▶ [What to produce]: Transcribe the data below verbatim from the line with "spot: stainless steel range => coords" to the line with "spot: light wood cabinet => coords". Include both of those lines.

▶ [Extracted material]:
----
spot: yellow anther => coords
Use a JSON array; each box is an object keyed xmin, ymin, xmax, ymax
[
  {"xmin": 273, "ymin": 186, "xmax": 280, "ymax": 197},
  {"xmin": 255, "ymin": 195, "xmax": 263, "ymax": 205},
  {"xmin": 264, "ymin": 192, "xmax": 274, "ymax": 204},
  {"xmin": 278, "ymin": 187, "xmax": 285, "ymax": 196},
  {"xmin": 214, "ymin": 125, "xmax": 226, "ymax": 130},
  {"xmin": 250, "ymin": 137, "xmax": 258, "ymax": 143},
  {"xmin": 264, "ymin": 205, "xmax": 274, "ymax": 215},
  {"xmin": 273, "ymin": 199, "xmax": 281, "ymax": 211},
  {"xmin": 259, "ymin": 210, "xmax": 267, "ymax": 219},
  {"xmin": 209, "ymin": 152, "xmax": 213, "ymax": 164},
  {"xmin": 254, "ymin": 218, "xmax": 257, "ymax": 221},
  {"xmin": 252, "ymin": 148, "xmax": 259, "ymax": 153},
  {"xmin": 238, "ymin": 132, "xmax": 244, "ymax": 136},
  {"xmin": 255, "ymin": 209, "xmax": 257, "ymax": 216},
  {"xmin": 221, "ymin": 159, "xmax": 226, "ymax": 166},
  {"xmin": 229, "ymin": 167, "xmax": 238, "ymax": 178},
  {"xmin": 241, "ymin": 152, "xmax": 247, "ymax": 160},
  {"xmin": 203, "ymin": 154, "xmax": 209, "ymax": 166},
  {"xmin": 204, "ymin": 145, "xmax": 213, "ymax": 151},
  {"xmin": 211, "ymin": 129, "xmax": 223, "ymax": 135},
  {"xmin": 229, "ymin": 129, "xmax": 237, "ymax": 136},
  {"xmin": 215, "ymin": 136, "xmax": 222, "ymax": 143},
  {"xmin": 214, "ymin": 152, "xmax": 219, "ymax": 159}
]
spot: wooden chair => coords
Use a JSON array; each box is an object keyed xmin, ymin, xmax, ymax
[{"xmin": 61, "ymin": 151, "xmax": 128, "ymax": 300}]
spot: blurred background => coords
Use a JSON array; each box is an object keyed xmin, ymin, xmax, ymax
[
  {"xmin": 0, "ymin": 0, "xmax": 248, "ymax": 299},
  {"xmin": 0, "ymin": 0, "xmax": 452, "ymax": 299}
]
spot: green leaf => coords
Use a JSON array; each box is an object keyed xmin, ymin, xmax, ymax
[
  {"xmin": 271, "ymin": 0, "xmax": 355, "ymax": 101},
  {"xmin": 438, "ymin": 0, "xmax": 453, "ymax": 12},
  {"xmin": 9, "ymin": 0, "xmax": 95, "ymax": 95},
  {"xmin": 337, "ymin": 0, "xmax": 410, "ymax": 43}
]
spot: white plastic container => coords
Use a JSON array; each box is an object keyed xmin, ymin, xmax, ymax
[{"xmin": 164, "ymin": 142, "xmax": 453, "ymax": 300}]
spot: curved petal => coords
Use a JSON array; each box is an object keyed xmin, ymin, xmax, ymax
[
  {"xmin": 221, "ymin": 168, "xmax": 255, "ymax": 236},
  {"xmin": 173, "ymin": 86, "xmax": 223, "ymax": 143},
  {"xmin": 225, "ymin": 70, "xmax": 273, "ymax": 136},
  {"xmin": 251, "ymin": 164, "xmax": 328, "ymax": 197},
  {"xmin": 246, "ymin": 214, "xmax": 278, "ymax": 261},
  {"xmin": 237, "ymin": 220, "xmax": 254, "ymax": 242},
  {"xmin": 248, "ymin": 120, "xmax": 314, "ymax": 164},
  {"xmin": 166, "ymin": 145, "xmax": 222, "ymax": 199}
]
----
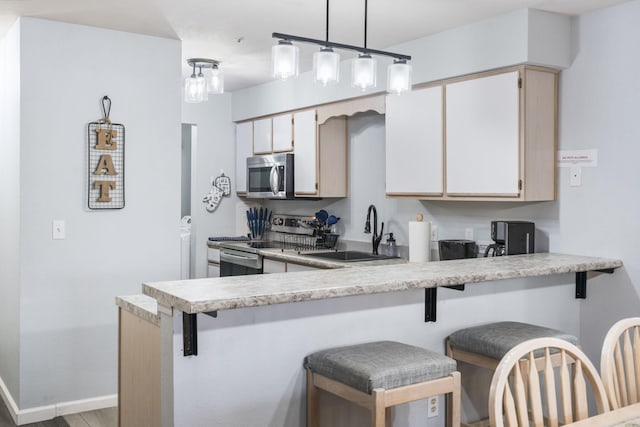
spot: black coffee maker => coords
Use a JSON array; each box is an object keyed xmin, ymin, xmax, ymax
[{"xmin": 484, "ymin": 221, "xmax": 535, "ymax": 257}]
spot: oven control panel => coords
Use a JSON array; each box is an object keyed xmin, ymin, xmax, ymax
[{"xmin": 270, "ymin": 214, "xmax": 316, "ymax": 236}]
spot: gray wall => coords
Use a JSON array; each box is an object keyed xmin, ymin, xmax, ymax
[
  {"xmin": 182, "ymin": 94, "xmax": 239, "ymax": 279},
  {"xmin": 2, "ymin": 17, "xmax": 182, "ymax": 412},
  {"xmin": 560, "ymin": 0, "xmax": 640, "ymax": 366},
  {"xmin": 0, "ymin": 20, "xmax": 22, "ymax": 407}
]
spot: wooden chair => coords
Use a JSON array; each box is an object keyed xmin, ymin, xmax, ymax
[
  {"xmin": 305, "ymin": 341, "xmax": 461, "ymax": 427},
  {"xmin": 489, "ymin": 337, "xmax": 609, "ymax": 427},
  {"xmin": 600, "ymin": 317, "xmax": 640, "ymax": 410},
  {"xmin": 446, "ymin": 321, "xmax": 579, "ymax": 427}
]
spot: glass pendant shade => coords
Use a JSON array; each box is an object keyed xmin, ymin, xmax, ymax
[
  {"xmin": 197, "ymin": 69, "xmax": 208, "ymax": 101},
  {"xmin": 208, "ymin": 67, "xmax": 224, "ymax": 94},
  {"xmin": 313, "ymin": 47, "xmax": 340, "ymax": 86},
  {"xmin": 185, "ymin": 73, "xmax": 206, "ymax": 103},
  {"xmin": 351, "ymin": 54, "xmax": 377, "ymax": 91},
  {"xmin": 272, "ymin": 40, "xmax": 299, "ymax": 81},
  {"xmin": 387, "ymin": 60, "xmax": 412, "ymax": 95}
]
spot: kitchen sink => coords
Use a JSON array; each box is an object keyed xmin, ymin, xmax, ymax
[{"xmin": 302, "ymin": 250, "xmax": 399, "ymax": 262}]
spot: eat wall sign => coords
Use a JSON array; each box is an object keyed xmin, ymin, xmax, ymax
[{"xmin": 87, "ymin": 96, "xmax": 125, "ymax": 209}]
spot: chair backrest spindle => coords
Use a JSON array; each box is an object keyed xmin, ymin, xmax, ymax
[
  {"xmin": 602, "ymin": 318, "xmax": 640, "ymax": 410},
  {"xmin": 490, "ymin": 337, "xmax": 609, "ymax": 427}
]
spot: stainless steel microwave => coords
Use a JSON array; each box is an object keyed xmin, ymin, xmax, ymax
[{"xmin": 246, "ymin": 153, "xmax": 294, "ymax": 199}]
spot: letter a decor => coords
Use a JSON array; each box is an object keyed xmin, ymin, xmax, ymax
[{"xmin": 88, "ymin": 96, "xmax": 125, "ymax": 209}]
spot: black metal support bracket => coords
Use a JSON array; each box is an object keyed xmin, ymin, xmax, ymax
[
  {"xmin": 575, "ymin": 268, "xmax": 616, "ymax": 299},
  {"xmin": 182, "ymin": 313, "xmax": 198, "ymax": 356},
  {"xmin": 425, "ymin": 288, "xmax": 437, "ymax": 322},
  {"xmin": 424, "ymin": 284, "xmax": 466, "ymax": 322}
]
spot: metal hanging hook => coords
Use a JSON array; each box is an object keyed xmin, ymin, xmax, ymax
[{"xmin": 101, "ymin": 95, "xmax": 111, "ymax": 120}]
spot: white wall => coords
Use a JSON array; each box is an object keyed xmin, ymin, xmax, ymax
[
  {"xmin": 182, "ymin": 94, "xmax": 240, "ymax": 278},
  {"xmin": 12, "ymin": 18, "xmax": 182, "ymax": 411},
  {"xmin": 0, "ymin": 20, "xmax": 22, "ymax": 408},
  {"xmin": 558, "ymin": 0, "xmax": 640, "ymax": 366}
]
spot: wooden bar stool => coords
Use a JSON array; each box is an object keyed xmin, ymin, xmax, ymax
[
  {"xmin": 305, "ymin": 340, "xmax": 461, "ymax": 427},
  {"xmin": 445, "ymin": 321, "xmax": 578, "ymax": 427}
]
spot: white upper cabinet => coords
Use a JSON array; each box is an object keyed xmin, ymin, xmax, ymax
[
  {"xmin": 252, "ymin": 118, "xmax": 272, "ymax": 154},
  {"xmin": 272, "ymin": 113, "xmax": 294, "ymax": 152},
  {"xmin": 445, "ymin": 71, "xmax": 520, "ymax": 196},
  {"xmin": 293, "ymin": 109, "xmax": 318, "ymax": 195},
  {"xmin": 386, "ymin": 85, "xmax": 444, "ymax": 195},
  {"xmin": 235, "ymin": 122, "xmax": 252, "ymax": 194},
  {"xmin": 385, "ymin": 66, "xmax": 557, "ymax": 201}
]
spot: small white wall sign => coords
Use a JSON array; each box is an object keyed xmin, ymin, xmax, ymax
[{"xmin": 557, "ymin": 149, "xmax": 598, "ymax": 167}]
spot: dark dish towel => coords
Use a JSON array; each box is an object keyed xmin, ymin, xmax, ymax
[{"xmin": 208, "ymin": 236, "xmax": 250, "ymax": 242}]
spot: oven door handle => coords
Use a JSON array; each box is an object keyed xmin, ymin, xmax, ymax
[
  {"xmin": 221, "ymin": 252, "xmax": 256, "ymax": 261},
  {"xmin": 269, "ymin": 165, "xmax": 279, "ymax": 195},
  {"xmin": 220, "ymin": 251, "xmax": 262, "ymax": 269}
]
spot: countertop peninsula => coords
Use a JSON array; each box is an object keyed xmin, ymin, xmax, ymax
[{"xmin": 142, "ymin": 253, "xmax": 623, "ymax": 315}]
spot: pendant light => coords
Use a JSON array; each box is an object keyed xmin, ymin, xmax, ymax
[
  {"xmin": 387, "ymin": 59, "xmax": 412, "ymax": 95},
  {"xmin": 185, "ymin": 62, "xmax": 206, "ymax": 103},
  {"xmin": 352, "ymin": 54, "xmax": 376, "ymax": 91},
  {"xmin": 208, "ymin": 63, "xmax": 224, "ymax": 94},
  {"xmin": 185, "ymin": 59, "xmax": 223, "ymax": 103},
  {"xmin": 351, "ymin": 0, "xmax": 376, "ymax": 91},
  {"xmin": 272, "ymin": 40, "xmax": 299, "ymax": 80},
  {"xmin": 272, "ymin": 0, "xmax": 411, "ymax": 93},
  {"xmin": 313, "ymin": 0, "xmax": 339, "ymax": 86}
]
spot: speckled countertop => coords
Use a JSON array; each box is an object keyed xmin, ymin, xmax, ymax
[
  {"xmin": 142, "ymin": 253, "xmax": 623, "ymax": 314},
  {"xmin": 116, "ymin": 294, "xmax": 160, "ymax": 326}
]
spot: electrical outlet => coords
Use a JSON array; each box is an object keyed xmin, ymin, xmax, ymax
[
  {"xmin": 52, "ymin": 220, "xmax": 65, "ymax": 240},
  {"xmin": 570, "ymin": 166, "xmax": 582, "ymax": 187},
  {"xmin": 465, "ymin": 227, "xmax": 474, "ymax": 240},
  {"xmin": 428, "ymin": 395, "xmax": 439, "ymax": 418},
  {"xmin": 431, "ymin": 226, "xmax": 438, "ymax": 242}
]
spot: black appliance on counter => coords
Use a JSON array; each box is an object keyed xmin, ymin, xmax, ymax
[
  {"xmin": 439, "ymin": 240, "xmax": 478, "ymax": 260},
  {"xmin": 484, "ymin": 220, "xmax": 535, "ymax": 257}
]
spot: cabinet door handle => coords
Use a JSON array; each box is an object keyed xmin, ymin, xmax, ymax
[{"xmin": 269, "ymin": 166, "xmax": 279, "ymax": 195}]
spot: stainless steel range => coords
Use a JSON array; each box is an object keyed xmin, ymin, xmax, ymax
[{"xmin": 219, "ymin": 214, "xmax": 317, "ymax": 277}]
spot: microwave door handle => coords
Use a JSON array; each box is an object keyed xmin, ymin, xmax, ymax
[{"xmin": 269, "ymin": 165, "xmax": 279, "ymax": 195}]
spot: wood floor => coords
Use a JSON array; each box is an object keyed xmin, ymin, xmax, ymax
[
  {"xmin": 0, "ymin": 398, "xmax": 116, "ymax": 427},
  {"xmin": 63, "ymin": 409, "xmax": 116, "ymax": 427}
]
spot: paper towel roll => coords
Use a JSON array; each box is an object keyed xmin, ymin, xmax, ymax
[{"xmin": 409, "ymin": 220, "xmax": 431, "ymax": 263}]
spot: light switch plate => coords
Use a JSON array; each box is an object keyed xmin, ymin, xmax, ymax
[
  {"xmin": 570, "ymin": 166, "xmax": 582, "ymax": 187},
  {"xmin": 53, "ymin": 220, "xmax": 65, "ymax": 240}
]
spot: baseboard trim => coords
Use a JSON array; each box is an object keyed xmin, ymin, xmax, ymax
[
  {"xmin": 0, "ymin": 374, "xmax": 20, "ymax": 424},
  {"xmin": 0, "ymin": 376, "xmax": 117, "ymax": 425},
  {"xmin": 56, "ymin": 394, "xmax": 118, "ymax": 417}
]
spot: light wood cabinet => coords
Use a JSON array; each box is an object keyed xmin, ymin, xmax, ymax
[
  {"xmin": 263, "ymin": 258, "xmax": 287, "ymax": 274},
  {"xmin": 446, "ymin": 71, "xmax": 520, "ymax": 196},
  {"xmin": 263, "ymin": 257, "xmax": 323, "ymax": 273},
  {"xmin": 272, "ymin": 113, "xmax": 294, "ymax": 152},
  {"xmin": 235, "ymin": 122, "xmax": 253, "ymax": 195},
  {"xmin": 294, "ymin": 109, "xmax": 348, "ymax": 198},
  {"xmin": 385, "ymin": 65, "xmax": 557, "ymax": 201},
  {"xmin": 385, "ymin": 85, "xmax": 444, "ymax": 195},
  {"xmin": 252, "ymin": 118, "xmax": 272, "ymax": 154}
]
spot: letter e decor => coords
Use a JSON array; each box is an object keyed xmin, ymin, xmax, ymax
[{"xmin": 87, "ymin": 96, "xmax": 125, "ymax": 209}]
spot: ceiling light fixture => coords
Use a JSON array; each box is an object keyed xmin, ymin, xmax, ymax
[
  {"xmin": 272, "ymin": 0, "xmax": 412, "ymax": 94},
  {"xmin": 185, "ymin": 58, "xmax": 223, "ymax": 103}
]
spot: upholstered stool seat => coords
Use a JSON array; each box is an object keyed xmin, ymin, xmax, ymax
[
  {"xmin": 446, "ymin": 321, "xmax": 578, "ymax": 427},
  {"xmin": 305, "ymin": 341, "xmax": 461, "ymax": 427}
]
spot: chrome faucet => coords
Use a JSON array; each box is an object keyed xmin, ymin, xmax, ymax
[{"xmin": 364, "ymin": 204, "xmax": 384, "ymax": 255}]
----
▶ [Answer to the exercise]:
spot: stainless steel range => coords
Use a JSON array; each box is an object keyed xmin, ymin, xmax, ymax
[{"xmin": 219, "ymin": 214, "xmax": 317, "ymax": 277}]
spot: microwave door handle => coords
Use a JSON array; each box is an object keyed xmin, ymin, xmax, ymax
[{"xmin": 269, "ymin": 165, "xmax": 279, "ymax": 195}]
spot: wood floor => coords
Use a JSON array; each box is an object keyed xmin, ymin, xmax, ymax
[
  {"xmin": 0, "ymin": 398, "xmax": 116, "ymax": 427},
  {"xmin": 63, "ymin": 409, "xmax": 116, "ymax": 427}
]
spot: paper towel roll => coords
Use a JSON array; each box is an object keyed xmin, ymin, xmax, ymax
[{"xmin": 409, "ymin": 220, "xmax": 431, "ymax": 263}]
spot: light switch plate => coords
Use a JSON array; each box is an object keyed xmin, ymin, xmax, ymax
[
  {"xmin": 570, "ymin": 166, "xmax": 582, "ymax": 187},
  {"xmin": 53, "ymin": 220, "xmax": 65, "ymax": 240}
]
spot: baseboard trim => coords
Use a JSON array; each box is an object keyed xmin, ymin, xmax, ymax
[
  {"xmin": 0, "ymin": 374, "xmax": 20, "ymax": 424},
  {"xmin": 0, "ymin": 376, "xmax": 117, "ymax": 425},
  {"xmin": 56, "ymin": 394, "xmax": 118, "ymax": 417}
]
spot: light wood cabinet => coords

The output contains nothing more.